### [SOURCE DOCUMENT]
□ □ □ □ □ □ □
Record funding for cancer research in the west
A record $2.8 million in research funding was announced last week by Cancer Council Western Australia.
A research team led by Professor Cameron Platell, Director of the Colorectal Cancer Research at St John of God Subiaco Hospital and Winthrop Professor of Surgery at the University of Western Australia, received one of the largest grants of almost $200,000 over two years for investigating how patients with rectal cancer respond to chemotherapy or radiotherapy, and tailoring treatment accordingly.
Professor Lawrie Abraham and colleagues at the University of Western Australia (UWA) received funding for their research into using thalidomide to treat cancer. They are investigating the actions of thalidomide on cancers, including in the liver, blood and bone.
Professor Claire Johnson of UWA’s Cancer and Palliative Research and Evaluation Unit received funding to research how to optimise the quality of multidisciplinary care for people with cancer and their families.
The Cancer Council WA’s research program supports researchers at all stages of their career, and four young researchers secured Early Career Investigator Grants.
Dr Terry Boyle, a research officer in the Epidemiology group of the Western Australian Institute of Medical Research, received a grant to study whether physical activity can make a difference to the wellbeing of survivors of non-Hodgkin lymphoma.
UWA researcher Dr Rebecca Fuller, from the School of Chemistry and Biochemistry, won a Suzanne Cavanagh Early Career Investigator Grant to further develop a technique to see whether nanoparticles can be used in medical imaging to detect very small tumours that are sometimes undiagnosed because of their size. By developing new contrast agents that specifically target cancer cells, this work will help find small tumours early, identify how active they are and allow patients to begin treatment as soon as possible.
Dr Robert White who is based at the Parkinson’s Centre at Edith Cowan University and Regenerative Neuroscience at UWA, was given funding to test a new technology that could reduce the aggressiveness of neuroblastoma, a cancer originating in the nervous system that occurs almost exclusively in young children.
And Dr Alison McDonnell, from the School of Medicine and Pharmacology at UWA and based at Sir Charles Gardiner Hospital, received funding for her work investigating immune responses in patients being treated for lung cancer or mesothelioma.
Funding was also given for two new positions. A Cancer Council Postdoctoral Fellowship was awarded to Dr Tania Tabone at the Translational Pathology Research Laboratory in Cancer and a Royal Perth Hospital (RPH) Clinical Fellowship to Assoc Prof Andrew Redfern.
A full list of the grants and fellowships awarded for 2013 is available on the Cancer Council’s website.
□ □ □ □ □ □ □
Stored dataset records
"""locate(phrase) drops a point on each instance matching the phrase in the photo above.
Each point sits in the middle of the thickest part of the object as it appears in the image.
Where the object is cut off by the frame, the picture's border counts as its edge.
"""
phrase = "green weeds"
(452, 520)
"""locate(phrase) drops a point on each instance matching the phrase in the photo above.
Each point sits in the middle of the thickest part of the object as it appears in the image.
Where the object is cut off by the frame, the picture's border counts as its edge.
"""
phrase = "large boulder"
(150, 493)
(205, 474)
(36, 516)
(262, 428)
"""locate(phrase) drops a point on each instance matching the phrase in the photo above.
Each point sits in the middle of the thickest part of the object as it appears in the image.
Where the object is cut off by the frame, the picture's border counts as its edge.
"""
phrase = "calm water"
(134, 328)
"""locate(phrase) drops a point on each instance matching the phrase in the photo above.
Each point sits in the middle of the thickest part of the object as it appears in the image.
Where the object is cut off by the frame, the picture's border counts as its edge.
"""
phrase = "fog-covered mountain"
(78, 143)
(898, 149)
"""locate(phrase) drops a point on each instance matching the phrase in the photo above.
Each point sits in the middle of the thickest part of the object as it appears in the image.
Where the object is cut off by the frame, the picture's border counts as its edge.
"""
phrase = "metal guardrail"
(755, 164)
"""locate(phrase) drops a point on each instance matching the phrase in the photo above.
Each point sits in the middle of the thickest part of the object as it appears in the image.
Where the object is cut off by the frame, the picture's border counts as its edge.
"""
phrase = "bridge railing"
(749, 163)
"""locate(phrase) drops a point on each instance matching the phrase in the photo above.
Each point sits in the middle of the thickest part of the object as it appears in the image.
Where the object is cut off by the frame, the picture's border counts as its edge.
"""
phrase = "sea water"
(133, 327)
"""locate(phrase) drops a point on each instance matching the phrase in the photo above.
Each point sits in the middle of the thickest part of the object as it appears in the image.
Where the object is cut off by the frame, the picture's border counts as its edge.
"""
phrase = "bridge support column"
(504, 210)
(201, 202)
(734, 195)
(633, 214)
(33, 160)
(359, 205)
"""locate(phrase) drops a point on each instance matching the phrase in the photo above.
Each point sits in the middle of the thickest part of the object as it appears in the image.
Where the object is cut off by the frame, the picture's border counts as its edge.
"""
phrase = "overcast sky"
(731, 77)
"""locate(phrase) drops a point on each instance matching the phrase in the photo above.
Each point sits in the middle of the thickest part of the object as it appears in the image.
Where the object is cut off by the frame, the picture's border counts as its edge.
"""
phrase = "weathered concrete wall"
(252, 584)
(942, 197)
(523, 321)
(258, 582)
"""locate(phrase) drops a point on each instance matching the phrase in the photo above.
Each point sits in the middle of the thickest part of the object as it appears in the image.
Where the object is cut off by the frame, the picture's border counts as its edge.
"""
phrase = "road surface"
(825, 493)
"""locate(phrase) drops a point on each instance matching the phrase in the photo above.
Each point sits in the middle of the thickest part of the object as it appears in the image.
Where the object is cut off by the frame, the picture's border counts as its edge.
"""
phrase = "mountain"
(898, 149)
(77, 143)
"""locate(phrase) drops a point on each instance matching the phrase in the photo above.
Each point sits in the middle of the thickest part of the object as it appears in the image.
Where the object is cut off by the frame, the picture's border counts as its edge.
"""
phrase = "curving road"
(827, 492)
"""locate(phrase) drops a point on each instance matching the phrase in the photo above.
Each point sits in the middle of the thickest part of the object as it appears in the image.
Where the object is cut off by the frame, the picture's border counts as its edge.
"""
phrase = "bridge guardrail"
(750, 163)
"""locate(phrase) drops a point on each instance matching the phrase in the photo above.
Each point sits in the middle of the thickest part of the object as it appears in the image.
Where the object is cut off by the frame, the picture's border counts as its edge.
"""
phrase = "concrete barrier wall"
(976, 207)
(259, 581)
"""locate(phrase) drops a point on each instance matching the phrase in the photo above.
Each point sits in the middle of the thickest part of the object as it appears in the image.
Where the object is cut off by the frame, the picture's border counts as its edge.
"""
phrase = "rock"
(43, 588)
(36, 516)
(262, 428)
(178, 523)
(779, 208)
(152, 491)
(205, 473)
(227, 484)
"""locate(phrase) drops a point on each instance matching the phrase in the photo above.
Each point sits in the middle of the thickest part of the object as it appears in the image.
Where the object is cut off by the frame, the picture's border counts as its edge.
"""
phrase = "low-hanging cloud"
□ □ □ □ □ □ □
### [EXERCISE INSTRUCTIONS]
Please copy out the stretch of the funding announcement from "And Dr Alison" through "cancer or mesothelioma.", renaming "mesothelioma" to "malignant mesothelioma". Rely only on the funding announcement when answering.

### [ANSWER TO THIS PROBLEM]
And Dr Alison McDonnell, from the School of Medicine and Pharmacology at UWA and based at Sir Charles Gardiner Hospital, received funding for her work investigating immune responses in patients being treated for lung cancer or malignant mesothelioma.